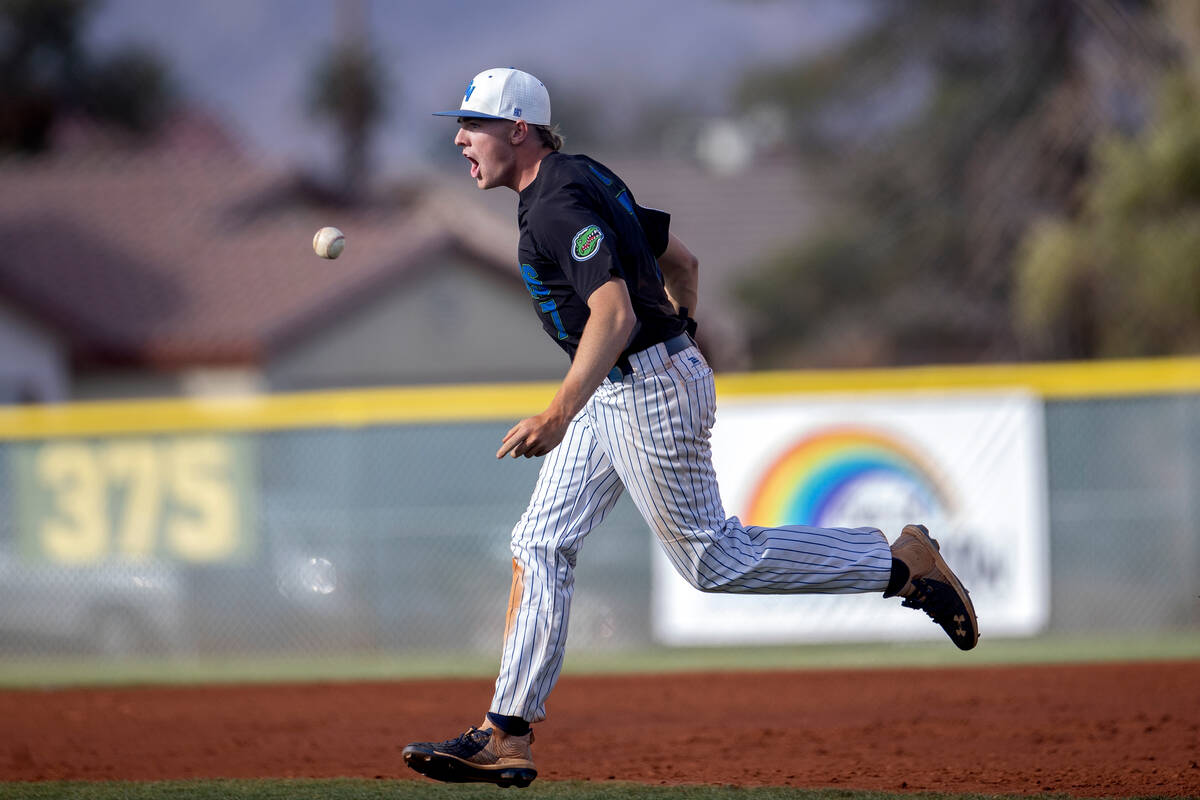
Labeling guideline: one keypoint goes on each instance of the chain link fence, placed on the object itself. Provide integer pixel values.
(394, 539)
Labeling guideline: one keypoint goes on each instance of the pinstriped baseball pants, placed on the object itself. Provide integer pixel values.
(649, 434)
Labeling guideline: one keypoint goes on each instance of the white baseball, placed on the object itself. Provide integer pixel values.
(329, 242)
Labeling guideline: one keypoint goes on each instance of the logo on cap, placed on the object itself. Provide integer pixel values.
(586, 244)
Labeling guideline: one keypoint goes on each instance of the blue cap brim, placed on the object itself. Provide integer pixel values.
(473, 115)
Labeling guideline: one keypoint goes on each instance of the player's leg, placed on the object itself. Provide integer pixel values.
(655, 426)
(576, 487)
(575, 491)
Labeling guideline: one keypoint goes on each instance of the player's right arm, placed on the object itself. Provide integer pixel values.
(681, 275)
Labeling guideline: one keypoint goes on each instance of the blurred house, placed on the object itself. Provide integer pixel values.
(187, 268)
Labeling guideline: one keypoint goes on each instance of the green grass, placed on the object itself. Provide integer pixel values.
(16, 673)
(359, 789)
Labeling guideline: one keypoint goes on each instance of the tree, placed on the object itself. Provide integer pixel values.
(1122, 277)
(348, 89)
(46, 73)
(937, 136)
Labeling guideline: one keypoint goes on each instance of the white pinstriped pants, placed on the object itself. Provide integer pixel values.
(649, 434)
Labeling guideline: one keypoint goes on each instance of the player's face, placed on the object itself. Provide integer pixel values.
(487, 146)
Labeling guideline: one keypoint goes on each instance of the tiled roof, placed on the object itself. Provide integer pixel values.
(166, 259)
(163, 258)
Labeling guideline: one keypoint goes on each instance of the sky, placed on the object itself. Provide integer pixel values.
(249, 61)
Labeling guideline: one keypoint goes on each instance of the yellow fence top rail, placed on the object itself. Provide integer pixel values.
(498, 402)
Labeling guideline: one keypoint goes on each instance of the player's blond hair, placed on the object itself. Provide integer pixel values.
(550, 136)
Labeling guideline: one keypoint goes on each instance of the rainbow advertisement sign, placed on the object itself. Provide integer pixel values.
(821, 476)
(971, 467)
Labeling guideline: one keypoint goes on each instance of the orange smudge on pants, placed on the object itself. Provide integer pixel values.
(514, 597)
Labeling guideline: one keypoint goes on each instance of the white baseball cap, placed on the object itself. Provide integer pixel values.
(504, 94)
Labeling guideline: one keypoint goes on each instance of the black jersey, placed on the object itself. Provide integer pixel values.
(580, 227)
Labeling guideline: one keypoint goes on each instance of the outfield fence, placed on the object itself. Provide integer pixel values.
(377, 521)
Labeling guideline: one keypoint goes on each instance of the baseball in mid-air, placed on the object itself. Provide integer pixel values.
(329, 242)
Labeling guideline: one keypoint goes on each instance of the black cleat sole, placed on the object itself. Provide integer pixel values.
(453, 770)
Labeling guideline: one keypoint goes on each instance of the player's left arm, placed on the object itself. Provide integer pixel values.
(681, 275)
(610, 324)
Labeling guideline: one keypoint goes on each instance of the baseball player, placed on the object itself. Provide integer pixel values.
(616, 289)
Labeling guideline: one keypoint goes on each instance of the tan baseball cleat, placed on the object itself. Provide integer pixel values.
(484, 755)
(934, 588)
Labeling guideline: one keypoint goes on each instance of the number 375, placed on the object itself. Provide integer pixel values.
(177, 498)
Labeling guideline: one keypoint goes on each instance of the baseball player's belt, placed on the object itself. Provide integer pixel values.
(673, 344)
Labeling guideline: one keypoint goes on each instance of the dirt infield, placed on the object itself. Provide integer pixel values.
(1101, 729)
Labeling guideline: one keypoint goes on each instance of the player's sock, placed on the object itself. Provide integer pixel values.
(516, 726)
(899, 577)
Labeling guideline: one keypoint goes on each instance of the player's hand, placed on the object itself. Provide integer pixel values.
(534, 435)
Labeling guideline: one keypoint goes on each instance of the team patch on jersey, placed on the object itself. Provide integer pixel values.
(586, 244)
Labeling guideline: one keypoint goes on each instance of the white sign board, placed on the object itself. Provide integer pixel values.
(969, 465)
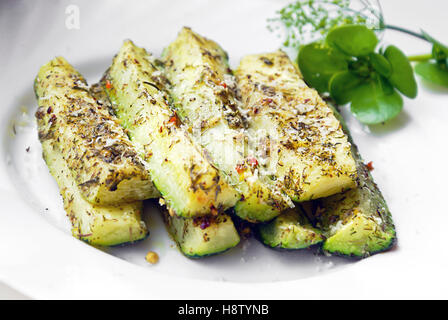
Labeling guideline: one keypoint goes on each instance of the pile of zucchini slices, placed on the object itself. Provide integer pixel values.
(216, 146)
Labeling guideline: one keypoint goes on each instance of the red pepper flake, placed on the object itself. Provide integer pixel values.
(239, 168)
(175, 120)
(213, 210)
(253, 162)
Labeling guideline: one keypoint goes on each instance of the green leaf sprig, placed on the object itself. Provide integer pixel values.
(348, 67)
(433, 67)
(305, 21)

☆ ☆ ☆ ☆ ☆

◆ **EXERCISE REQUIREMENTS**: Return every entry of the data above verbatim, with no images included.

◆ **RESULT FOR THIS TASK**:
Labeling guideline: one keypoint goes on each instance of the chain link fence, placed on the object itself. Provide integer pixel values.
(394, 539)
Labeling guideline: one keypoint goes on each instance of the pinstriped baseball pants, placed on the object itself. Provide integer pixel values.
(649, 434)
Labeling guideline: one keypoint goes on each instance of the white baseball, placed on the object itself. Provide integer pixel values.
(329, 242)
Labeling guideline: one keypoint goes on each instance of the logo on cap, placed on the object itself. Provide integer pixel values.
(586, 244)
Labeling guideline: one keypoint goes on each instance of the blue cap brim, placed on the object itself. Provide integer pixel values.
(473, 115)
Labeling guideline: one keypoint goes on each instance of the player's leg, placed on the object itself. Provide integer pixel values.
(655, 426)
(576, 487)
(575, 491)
Labeling guideline: one keypoint goes on each instance of the player's right arm, placed on the object itself. Provide integer pixel values.
(681, 275)
Labeling guideline: one keypoint goes on each instance of the blurred house, placed on the object itself. Provide integer pixel values.
(187, 268)
Labeling guideline: one keypoint goes on each instance of the green grass, placed on the object itself. Provide integer pixel values.
(16, 673)
(359, 789)
Labeling guideline: one keypoint goes on each instance of the tree, placed on the object itself. Provide integer pixel values.
(1122, 277)
(348, 89)
(46, 73)
(937, 136)
Labeling guideline: one keypoint goes on each instance of the white pinstriped pants, placed on the object itself. Provide integer pixel values.
(649, 434)
Labeling guideline: one keypoint goes on each instance of the player's face, placed on the object itself. Provide integer pixel values.
(487, 146)
Labeling guideline: one keypoint goes on each instance of the tiled roof, placed on the object itself. Provide integer pixel values.
(166, 259)
(163, 258)
Labeling guideline: one keypoint goes on each instance of the sky, placed on the object itself. Provide integer pixel values.
(249, 61)
Labeling guideline: one keypoint goes on each instance of the yellow fence top rail, placed on the object itself. Provide integer pixel values.
(498, 402)
Labeling guideline: one keypoint goes on each instance of the player's blond hair, placed on the object itself. Provide integer pixel values.
(550, 136)
Labeling guideline: one keypoint goes on each instance of the rainbow advertisement sign, placed on the object itself. Provide integer pixel values.
(821, 476)
(971, 467)
Labeling guideline: one keypoint goes on each instance of the orange smudge on pants, placed on the object itself. Provide integer pixel values.
(514, 597)
Labeling guideline: one keypoint goes on each instance of the white baseball cap, placed on the object itself. Provide integer pixel values.
(504, 94)
Labeling guideline: one keypoint goes on each instance of the black jersey, placed on the object itself. Provide integer pixel values.
(580, 227)
Labeling guideline: one keypoint goes on each instance of the outfield fence, placed on the object itself. Provide integer pixel values.
(377, 521)
Labeling guideline: one keypoint goes on each instance of the baseball in mid-air, placed on the object itself. Provide integer pixel values.
(329, 242)
Labeling guideline: one keypoint goes on each instance of the black cleat sole, placed on the object itself. Provide integer pixel values.
(453, 770)
Labeling guideline: one keypoint goes on each instance of the player's left arm, placed on the object itself. Provide integer pixel values.
(681, 275)
(610, 324)
Labeling guideline: one keypoint goes on each instance of the baseball player, placed on the object itself. Provide integer pixel values.
(616, 289)
Labeling guideline: one keypoint goes on each instance of the tan baseball cleat, placed on the object itself. Provide integer pixel values.
(484, 755)
(934, 588)
Labeling guideline: one keypoint goes on each instance of the number 375, placed on the object itself. Provide integer pixel values.
(177, 498)
Labeling guideline: one keypoint goes on each instance of the baseball player's belt, placed on the object itself. Provide integer pixel values.
(673, 344)
Labeling guideline: one keypoint goes on each instance of the dirt infield, placed on the object itself. Provide integer pixel values.
(1101, 729)
Labeling guideline: one keypoint goes on each instance of the player's sock, placed on the object itself. Provide integer pixel values.
(516, 726)
(899, 577)
Labeling guideline: one keypoint goes on each instance of the player's hand, placed on the object itself. Provide integer pixel values.
(534, 435)
Labeling guideline: one keypoint goes on each instance of the team patch on jersey, placed on the object itself. Provide integer pixel values.
(586, 244)
Labeling guideline: one keypoint goes on each instance of the white sign board, placed on the object itself. Provide integer pixel values.
(969, 465)
Labeling guideline: one keypoint goes on each instance of the pile of zucchini slices, placed on the object itself. Provide integer pixel values.
(216, 146)
Labeling guideline: one keypoint goes on each instance of the red pepper flake, placed on the object itself. Provide integer pixel values.
(239, 168)
(175, 120)
(213, 210)
(253, 162)
Labeling guideline: one keypoint goes on each instance of the green leaf sprig, placed on the object itself. Provide integer pixel values.
(348, 67)
(433, 67)
(305, 21)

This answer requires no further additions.